▶ _SELECTED PASSAGE_:
====================

On 27 March, GlaxoSmithKline Research & Development officially notified the European Medicines Agency (EMA) Committee for Medicinal Products for Human Use (CHMP) that it wishes to withdraw its application to extend the use of pazopanib (Votrient) to include maintenance treatment in women with ovarian, fallopian tube or primary peritoneal cancer whose disease improved or remained stable after first-line chemotherapy.
Votrient is a cancer medicine that contains the active substance pazopanib. It has been authorised since June 2010 for treating advanced renal-cell carcinoma and certain forms of soft-tissue sarcoma.
What was pazopanib expected to be used for?
Pazopanib was also expected to be used as maintenance treatment in women with cancer of the ovaries, fallopian tube or the peritoneum whose disease had improved or remained stable after first-line chemotherapy. It was to be used in women with cancer of stage II to IV according to the International Federation of Gynecology and Obstetrics classification.
How is pazopanib expected to work?
In ovarian, fallopian tube and peritoneal cancer, pazopanib is expected to work in the same way as it does in its existing indications.
The active substance in Votrient, pazopanib, is a protein-kinase inhibitor, meaning that it blocks some specific enzymes known as protein kinases. These enzymes can be found in some receptors on the surface of cells that are involved in the growth and spread of cancer cells, such as VEGFR, PDGFR and KIT. By blocking these enzymes, pazopanib can reduce the growth and spread of cancer.
What did the company present to support its application?

====================

▶ _DATASET EXCERPTS_:
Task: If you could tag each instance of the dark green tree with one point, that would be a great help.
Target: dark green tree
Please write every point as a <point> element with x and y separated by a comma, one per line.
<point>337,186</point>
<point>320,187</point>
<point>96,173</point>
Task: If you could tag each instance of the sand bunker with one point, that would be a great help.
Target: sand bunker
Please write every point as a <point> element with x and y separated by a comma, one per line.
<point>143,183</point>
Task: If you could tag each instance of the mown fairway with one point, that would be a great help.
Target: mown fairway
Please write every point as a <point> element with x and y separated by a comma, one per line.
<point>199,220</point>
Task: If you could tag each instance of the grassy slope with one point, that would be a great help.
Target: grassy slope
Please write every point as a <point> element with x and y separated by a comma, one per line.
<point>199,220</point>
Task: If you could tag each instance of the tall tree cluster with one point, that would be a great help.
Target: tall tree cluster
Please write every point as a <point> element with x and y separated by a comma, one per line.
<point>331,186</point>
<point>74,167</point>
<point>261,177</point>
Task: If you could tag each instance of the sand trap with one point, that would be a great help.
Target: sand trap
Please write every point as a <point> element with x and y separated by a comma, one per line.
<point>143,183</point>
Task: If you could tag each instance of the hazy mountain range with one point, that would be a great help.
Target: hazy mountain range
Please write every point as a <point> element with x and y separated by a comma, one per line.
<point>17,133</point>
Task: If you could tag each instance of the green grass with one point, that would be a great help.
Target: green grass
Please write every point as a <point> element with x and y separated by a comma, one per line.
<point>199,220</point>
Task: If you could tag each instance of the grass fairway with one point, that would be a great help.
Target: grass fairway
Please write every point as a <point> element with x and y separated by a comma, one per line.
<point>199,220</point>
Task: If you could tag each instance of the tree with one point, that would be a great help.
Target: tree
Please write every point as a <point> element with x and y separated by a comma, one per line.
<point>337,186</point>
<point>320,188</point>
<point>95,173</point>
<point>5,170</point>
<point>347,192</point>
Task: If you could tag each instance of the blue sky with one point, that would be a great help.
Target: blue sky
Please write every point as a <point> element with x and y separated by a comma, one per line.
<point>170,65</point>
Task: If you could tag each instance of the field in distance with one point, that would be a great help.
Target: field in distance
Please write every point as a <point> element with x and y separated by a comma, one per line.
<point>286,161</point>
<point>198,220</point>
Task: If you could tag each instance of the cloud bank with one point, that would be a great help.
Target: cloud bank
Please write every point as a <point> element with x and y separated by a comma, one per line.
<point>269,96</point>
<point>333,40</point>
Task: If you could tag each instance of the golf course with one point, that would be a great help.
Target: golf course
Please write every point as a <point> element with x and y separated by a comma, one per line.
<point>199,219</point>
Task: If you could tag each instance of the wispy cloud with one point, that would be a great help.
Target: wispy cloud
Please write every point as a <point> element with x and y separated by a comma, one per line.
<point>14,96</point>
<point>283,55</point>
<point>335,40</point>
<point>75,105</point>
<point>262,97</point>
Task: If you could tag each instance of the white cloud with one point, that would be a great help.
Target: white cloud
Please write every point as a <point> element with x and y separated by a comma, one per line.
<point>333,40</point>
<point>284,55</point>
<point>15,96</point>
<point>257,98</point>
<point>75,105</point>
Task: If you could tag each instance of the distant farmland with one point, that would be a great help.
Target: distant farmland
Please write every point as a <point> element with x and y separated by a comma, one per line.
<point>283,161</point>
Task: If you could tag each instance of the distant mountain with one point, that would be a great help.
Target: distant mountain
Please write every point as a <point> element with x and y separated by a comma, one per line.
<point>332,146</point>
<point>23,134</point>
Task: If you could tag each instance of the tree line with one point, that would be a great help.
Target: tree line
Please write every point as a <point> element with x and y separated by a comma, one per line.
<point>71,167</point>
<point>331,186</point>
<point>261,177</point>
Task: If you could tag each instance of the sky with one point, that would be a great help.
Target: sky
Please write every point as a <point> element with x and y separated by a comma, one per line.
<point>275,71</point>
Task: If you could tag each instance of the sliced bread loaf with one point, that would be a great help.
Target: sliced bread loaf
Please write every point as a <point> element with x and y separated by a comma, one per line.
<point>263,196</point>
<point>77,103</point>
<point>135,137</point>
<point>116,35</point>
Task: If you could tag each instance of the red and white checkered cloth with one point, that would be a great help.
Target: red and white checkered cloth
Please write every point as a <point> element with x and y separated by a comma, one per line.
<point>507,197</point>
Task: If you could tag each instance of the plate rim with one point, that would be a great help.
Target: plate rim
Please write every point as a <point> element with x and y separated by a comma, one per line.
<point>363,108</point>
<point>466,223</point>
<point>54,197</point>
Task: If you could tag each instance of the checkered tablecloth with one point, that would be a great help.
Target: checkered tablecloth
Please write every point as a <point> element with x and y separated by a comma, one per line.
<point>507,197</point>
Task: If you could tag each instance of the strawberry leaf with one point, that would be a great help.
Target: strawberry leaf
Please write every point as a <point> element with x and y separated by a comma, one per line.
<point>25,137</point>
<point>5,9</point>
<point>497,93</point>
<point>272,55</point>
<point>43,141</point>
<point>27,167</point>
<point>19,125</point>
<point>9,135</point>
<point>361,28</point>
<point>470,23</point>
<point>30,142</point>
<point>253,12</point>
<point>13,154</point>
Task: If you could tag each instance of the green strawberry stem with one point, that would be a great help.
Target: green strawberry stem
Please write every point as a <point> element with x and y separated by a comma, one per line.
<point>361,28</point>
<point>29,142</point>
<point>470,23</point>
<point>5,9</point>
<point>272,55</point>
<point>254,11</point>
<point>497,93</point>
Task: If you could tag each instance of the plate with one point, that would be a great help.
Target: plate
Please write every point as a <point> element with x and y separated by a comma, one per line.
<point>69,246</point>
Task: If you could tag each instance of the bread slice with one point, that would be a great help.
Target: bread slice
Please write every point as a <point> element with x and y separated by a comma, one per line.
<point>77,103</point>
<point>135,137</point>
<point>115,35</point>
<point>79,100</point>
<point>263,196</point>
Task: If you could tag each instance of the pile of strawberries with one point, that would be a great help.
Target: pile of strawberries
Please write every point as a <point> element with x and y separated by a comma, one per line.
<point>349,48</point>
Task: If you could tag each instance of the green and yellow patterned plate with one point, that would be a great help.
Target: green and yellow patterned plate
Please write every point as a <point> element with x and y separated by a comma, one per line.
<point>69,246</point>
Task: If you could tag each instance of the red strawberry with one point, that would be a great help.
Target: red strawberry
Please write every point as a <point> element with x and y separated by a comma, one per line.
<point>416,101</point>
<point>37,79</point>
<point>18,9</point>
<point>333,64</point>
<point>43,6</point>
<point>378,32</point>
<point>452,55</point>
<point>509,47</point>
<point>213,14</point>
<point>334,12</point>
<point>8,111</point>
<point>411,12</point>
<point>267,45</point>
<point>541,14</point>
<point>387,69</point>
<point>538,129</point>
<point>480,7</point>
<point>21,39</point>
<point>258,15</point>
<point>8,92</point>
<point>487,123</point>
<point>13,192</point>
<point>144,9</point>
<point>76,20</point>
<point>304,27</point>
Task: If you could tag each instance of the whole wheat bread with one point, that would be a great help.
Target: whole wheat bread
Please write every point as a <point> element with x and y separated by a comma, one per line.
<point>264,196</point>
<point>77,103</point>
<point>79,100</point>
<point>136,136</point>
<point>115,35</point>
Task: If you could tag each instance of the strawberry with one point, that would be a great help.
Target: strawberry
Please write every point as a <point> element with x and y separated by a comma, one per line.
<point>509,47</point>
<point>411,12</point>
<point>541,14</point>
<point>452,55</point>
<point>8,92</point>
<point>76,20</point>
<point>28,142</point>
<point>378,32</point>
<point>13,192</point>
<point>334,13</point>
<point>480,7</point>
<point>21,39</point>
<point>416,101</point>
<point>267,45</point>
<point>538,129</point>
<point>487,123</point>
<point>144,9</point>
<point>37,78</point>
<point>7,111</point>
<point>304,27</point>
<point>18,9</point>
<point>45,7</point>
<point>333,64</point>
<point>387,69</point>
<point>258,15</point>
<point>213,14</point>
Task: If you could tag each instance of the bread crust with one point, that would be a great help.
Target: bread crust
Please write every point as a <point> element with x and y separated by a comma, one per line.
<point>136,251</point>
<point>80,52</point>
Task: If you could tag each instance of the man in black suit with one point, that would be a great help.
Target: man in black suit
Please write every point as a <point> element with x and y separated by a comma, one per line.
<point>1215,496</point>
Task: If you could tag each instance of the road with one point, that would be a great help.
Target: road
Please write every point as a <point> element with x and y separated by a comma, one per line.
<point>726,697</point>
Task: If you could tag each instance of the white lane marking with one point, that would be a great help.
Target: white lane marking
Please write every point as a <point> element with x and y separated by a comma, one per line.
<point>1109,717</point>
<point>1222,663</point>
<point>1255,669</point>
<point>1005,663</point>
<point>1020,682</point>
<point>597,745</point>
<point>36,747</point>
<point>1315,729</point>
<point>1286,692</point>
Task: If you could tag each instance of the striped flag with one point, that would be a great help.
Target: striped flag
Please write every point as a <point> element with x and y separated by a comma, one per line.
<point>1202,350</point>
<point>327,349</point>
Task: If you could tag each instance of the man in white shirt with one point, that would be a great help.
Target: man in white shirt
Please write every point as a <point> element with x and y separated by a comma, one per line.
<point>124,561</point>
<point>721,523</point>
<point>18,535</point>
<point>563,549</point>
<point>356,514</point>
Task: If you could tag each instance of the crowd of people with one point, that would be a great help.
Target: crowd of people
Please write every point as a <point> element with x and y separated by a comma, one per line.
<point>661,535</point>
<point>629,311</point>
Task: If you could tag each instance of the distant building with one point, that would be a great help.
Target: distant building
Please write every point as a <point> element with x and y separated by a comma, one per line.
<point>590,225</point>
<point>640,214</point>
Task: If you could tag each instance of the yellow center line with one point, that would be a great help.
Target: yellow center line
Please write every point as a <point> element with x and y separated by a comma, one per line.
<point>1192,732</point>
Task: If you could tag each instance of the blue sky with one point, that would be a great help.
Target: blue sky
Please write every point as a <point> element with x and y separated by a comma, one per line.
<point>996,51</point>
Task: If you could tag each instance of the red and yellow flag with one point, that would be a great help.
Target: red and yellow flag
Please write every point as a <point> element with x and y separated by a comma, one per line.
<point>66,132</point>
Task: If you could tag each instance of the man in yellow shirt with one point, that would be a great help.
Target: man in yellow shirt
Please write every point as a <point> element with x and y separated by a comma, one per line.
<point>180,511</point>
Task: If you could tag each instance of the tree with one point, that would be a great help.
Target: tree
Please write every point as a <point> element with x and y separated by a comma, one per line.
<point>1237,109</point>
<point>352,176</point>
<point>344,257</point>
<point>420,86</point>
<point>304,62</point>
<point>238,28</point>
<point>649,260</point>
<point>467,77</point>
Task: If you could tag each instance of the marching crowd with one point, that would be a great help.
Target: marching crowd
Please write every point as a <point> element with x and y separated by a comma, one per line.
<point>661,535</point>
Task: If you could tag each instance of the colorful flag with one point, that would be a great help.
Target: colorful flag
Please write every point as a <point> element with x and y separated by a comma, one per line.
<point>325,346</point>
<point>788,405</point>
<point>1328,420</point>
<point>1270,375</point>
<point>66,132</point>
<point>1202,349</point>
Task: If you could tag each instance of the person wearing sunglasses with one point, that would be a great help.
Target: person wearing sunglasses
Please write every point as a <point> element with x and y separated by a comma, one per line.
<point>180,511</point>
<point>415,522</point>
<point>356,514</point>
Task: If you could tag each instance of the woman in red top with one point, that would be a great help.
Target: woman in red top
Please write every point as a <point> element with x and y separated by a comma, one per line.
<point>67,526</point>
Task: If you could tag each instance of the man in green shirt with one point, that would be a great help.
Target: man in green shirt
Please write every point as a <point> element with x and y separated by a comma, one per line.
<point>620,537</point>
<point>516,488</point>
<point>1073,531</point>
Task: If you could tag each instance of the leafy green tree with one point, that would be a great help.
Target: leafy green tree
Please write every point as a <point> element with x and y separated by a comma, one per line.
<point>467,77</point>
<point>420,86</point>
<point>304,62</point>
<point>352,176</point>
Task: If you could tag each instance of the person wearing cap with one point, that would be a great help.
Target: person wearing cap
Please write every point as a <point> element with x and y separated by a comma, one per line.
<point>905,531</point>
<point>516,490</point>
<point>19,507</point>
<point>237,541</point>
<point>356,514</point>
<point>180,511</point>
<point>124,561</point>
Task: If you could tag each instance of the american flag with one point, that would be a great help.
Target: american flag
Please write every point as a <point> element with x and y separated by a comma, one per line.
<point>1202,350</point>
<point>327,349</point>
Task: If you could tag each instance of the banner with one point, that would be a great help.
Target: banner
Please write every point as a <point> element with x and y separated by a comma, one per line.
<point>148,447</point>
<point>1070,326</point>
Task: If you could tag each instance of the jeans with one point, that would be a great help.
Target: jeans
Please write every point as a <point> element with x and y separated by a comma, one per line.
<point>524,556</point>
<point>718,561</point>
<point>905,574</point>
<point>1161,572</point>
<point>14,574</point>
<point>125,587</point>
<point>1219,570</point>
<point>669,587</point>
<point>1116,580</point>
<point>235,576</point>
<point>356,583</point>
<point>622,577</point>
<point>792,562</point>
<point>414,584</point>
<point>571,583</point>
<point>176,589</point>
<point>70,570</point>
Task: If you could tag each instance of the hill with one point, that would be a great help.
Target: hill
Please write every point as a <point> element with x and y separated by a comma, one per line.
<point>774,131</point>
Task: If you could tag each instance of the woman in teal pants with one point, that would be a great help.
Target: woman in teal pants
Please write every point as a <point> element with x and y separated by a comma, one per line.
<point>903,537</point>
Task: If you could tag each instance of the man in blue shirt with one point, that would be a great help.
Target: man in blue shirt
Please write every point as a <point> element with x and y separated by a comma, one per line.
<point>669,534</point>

====================

▶ _ACTIVITY_: From the pazopanib text, write out word for word the part that opens with the words containing "What was pazopanib" and closes with "its existing indications.".

▶ _RESULT_:
What was pazopanib expected to be used for?
Pazopanib was also expected to be used as maintenance treatment in women with cancer of the ovaries, fallopian tube or the peritoneum whose disease had improved or remained stable after first-line chemotherapy. It was to be used in women with cancer of stage II to IV according to the International Federation of Gynecology and Obstetrics classification.
How is pazopanib expected to work?
In ovarian, fallopian tube and peritoneal cancer, pazopanib is expected to work in the same way as it does in its existing indications.